◆ **Dataset entries**
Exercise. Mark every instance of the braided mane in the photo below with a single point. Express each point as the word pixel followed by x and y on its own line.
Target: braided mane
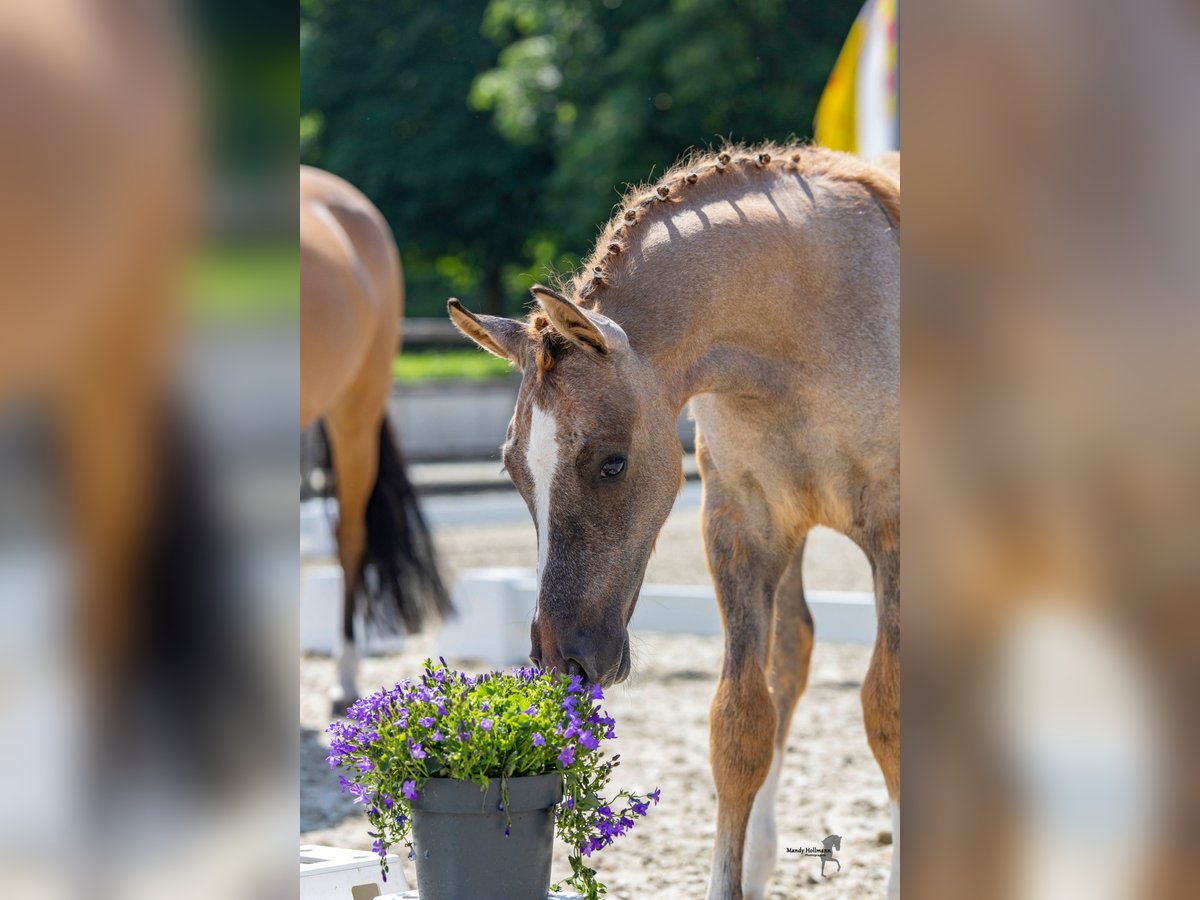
pixel 708 165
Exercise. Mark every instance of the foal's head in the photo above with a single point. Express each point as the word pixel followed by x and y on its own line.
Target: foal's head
pixel 594 453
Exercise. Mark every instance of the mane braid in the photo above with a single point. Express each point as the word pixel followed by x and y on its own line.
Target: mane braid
pixel 703 166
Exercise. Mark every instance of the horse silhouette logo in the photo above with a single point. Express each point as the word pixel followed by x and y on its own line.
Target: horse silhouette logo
pixel 827 847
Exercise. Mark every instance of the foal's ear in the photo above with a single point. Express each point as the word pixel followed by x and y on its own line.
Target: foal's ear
pixel 504 337
pixel 573 322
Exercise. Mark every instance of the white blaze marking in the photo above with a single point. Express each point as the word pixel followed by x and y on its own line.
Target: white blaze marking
pixel 894 881
pixel 543 461
pixel 759 857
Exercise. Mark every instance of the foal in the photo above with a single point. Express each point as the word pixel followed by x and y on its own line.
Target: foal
pixel 762 286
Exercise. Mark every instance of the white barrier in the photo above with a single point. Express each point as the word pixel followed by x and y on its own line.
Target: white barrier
pixel 496 605
pixel 336 874
pixel 321 616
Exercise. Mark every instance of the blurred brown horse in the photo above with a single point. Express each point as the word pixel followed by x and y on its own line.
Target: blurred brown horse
pixel 99 172
pixel 352 299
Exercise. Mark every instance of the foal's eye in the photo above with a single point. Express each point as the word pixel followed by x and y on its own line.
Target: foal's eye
pixel 612 467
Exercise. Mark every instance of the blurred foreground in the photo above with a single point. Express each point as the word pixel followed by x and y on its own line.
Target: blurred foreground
pixel 148 562
pixel 1050 442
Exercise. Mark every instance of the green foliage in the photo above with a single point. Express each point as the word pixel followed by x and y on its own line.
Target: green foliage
pixel 497 136
pixel 498 725
pixel 412 367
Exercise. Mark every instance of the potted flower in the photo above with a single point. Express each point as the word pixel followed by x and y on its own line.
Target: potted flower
pixel 475 774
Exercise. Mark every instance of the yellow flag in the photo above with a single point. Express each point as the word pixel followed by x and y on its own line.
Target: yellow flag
pixel 858 109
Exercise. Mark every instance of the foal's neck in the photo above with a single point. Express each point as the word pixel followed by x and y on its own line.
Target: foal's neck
pixel 705 298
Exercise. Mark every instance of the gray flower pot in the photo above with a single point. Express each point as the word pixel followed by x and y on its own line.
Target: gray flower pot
pixel 460 844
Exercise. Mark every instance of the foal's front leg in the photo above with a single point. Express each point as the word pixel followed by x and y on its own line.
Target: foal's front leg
pixel 743 720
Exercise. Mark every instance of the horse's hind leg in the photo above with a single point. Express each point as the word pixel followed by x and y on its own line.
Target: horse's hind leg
pixel 790 655
pixel 747 562
pixel 881 693
pixel 354 450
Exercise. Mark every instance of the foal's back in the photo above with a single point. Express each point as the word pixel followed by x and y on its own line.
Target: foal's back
pixel 817 432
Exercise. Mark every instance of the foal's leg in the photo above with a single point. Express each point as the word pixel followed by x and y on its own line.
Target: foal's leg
pixel 790 654
pixel 354 451
pixel 881 693
pixel 747 565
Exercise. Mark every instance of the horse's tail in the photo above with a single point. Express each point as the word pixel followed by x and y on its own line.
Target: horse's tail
pixel 399 583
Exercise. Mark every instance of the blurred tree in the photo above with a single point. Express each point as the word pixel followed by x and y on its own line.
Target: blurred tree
pixel 383 96
pixel 621 89
pixel 497 135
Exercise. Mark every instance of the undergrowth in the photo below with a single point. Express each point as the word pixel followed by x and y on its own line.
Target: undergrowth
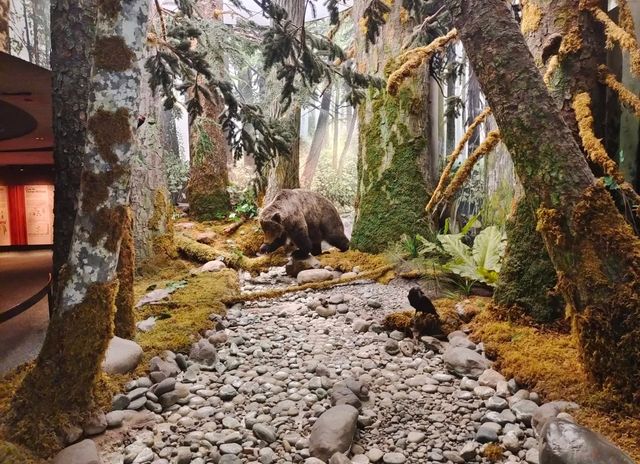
pixel 547 361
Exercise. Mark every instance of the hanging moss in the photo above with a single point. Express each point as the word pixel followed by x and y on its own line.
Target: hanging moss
pixel 392 192
pixel 113 54
pixel 527 278
pixel 125 325
pixel 65 381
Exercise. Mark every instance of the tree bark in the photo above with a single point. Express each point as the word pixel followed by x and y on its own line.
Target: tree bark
pixel 336 129
pixel 353 118
pixel 63 384
pixel 73 32
pixel 209 173
pixel 394 158
pixel 285 171
pixel 124 320
pixel 5 38
pixel 317 144
pixel 594 251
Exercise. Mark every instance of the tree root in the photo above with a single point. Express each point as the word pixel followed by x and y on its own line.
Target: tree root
pixel 277 292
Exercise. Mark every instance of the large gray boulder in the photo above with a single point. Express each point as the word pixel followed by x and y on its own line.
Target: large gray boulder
pixel 314 275
pixel 333 432
pixel 465 362
pixel 122 356
pixel 563 442
pixel 84 452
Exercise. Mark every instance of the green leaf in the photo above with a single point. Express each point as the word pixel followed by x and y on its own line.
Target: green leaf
pixel 488 248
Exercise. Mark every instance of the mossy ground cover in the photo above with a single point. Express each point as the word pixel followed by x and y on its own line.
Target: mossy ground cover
pixel 548 361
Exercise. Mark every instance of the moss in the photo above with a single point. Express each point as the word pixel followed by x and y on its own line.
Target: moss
pixel 531 17
pixel 110 128
pixel 346 261
pixel 14 454
pixel 110 8
pixel 399 320
pixel 606 279
pixel 124 321
pixel 65 381
pixel 415 58
pixel 188 312
pixel 540 359
pixel 392 191
pixel 113 54
pixel 527 279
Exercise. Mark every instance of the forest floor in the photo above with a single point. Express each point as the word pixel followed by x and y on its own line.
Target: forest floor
pixel 245 381
pixel 267 369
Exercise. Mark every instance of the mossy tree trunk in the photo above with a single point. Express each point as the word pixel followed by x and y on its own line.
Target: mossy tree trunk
pixel 285 171
pixel 209 174
pixel 152 212
pixel 124 320
pixel 393 154
pixel 594 251
pixel 317 143
pixel 63 384
pixel 5 40
pixel 73 31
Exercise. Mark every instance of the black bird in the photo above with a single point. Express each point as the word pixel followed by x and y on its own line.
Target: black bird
pixel 425 321
pixel 421 302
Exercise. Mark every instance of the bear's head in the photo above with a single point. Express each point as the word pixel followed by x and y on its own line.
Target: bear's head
pixel 274 234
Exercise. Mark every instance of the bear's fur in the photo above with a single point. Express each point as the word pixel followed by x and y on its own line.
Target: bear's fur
pixel 306 218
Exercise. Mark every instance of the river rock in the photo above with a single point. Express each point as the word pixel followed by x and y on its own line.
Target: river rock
pixel 333 432
pixel 548 411
pixel 314 275
pixel 563 442
pixel 122 356
pixel 84 452
pixel 465 362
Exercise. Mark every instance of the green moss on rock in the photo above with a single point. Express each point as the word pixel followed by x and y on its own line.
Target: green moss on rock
pixel 392 188
pixel 527 278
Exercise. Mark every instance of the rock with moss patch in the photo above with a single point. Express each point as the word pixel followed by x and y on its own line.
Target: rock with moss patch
pixel 465 362
pixel 314 275
pixel 563 442
pixel 84 452
pixel 122 356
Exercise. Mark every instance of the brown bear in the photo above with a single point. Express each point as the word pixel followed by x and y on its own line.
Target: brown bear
pixel 306 218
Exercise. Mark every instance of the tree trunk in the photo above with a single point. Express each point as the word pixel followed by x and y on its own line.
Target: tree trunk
pixel 5 39
pixel 317 144
pixel 157 145
pixel 63 384
pixel 73 32
pixel 393 155
pixel 285 171
pixel 353 118
pixel 124 320
pixel 594 251
pixel 209 173
pixel 336 129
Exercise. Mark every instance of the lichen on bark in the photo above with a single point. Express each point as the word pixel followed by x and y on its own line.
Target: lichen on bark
pixel 39 417
pixel 124 321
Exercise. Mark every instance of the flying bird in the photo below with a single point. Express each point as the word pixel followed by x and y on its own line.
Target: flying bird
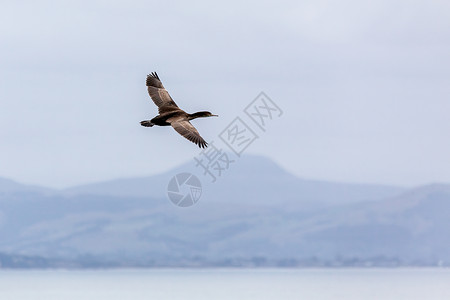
pixel 171 114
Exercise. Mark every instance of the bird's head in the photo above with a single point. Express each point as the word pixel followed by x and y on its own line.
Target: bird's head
pixel 208 114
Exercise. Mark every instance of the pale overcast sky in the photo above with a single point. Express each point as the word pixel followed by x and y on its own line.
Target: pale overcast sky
pixel 364 86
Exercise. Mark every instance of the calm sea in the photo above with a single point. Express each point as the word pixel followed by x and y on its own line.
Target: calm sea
pixel 323 284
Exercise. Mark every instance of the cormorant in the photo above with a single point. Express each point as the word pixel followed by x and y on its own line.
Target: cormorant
pixel 171 114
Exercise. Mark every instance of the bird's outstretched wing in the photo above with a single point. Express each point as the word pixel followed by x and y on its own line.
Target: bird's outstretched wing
pixel 186 129
pixel 159 94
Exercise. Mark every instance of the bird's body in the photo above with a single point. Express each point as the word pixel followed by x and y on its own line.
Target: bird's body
pixel 170 114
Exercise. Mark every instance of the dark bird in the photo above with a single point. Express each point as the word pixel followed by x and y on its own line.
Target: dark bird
pixel 171 114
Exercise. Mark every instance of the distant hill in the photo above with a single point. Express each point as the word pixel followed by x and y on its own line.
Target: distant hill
pixel 257 214
pixel 249 179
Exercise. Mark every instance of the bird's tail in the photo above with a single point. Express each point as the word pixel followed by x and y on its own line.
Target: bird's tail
pixel 147 123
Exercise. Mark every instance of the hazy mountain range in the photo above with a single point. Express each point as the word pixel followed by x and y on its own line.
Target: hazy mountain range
pixel 255 214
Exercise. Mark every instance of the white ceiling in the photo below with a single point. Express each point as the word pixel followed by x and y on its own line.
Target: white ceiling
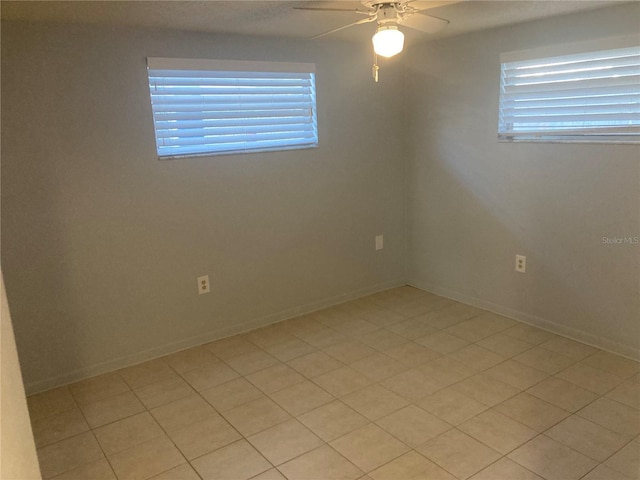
pixel 279 17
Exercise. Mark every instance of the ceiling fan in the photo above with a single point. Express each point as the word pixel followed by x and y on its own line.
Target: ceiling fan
pixel 388 40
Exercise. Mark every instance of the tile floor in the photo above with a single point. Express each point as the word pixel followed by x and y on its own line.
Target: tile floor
pixel 398 385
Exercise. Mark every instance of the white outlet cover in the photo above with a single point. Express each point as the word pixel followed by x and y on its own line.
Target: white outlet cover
pixel 203 284
pixel 379 242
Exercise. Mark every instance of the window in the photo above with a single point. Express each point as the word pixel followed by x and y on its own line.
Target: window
pixel 579 96
pixel 205 107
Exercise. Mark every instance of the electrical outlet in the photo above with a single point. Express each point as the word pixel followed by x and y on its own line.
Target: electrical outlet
pixel 379 242
pixel 203 284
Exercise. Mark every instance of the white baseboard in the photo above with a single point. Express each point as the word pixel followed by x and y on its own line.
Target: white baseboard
pixel 553 327
pixel 252 324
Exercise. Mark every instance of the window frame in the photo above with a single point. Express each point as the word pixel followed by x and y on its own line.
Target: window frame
pixel 554 134
pixel 226 97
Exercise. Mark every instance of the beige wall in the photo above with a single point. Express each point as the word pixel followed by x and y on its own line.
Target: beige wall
pixel 474 203
pixel 102 243
pixel 17 449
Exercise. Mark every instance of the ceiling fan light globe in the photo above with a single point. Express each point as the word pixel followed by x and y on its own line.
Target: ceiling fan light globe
pixel 388 41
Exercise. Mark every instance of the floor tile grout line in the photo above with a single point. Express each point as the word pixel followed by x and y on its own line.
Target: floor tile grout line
pixel 352 336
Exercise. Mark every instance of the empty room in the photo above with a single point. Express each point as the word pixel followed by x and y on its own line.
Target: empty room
pixel 320 240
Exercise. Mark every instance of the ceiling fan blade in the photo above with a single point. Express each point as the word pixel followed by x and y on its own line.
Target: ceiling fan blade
pixel 424 23
pixel 427 4
pixel 359 22
pixel 321 9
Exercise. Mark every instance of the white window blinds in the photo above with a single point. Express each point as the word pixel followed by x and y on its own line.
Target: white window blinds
pixel 588 96
pixel 204 107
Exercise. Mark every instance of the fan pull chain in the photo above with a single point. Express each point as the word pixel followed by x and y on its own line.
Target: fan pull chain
pixel 375 67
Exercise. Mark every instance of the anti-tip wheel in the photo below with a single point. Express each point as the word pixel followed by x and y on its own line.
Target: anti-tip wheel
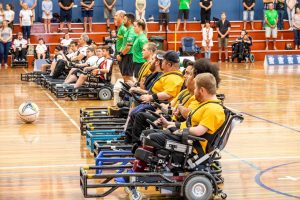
pixel 198 188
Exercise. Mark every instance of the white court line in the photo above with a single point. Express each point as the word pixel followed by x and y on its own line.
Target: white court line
pixel 235 77
pixel 60 108
pixel 78 165
pixel 63 111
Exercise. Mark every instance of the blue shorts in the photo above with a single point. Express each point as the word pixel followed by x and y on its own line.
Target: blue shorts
pixel 87 13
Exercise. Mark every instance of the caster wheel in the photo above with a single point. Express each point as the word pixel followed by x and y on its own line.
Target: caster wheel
pixel 105 94
pixel 136 196
pixel 223 195
pixel 198 188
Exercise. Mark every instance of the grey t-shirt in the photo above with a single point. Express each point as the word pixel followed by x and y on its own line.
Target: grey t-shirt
pixel 5 33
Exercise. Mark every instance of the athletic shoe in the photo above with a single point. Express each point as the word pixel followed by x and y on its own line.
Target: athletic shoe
pixel 124 179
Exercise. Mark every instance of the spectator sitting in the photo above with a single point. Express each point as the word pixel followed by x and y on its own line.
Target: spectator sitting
pixel 240 44
pixel 205 11
pixel 81 52
pixel 164 9
pixel 26 21
pixel 248 10
pixel 20 47
pixel 87 9
pixel 65 14
pixel 109 11
pixel 140 9
pixel 31 6
pixel 47 7
pixel 9 15
pixel 41 49
pixel 66 41
pixel 271 19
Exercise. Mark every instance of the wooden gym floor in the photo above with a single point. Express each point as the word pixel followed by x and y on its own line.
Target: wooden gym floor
pixel 261 160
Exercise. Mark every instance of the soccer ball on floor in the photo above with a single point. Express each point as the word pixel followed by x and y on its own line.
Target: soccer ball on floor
pixel 28 112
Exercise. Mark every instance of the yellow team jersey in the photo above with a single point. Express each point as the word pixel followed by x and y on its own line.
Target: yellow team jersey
pixel 209 114
pixel 144 71
pixel 170 83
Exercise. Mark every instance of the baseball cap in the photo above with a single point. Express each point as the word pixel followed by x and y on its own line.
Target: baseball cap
pixel 171 56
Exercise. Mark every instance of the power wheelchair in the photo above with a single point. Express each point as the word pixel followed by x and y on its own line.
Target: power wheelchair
pixel 173 168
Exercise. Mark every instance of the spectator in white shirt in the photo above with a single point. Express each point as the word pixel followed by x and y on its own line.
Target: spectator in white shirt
pixel 9 15
pixel 41 49
pixel 66 41
pixel 26 21
pixel 207 42
pixel 20 47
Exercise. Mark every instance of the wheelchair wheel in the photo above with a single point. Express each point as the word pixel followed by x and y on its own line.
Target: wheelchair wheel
pixel 105 94
pixel 251 58
pixel 198 188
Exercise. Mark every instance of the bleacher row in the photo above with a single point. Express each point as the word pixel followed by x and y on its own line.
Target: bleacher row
pixel 172 39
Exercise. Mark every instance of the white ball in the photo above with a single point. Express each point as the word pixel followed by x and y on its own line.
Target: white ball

◆ **Problem to solve**
Your task for the entries above: copy exactly the span starting with the line with "Exercise. Mark every instance of the ceiling fan blade" and going on through the line with "Exercise. Mark every instance of the fan", both lines included, and nothing else.

◆ **Response to the task**
Exercise. Mark every instance of the ceiling fan blade in the photo above with a single point. Express each point as the word pixel followed by x and y on its own line.
Target: ceiling fan blade
pixel 424 23
pixel 427 4
pixel 359 22
pixel 321 9
Exercise. Mark every instance of the white window blinds in the photo above with a single point. Express each point as the word pixel followed by x and y on its own line.
Target: white window blinds
pixel 588 96
pixel 204 107
Exercise. Mark every instance of the fan pull chain in the photo above with a single point. Express each point as the word pixel followed by x and y on its own line.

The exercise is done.